Dataset Block Start
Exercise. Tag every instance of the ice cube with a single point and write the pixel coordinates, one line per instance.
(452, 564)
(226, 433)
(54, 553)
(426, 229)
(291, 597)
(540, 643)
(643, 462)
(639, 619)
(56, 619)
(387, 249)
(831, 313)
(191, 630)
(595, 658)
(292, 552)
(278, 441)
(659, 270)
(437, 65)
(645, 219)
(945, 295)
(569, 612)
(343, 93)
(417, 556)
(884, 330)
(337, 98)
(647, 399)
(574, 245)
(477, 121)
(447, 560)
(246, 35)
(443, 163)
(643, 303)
Dataset Block End
▶ [Work to complete]
Your task is to retype the records above exactly.

▶ [Your response]
Exercise. Tag every instance of the ice cube with a single point and write the pixel coordinates, one line per instance.
(452, 564)
(226, 433)
(54, 553)
(426, 229)
(291, 597)
(540, 643)
(643, 462)
(639, 619)
(56, 619)
(387, 249)
(831, 313)
(191, 630)
(595, 658)
(292, 552)
(278, 441)
(659, 270)
(437, 65)
(645, 219)
(945, 295)
(569, 612)
(343, 93)
(417, 556)
(884, 330)
(337, 98)
(647, 399)
(574, 245)
(477, 121)
(447, 560)
(246, 35)
(443, 163)
(643, 303)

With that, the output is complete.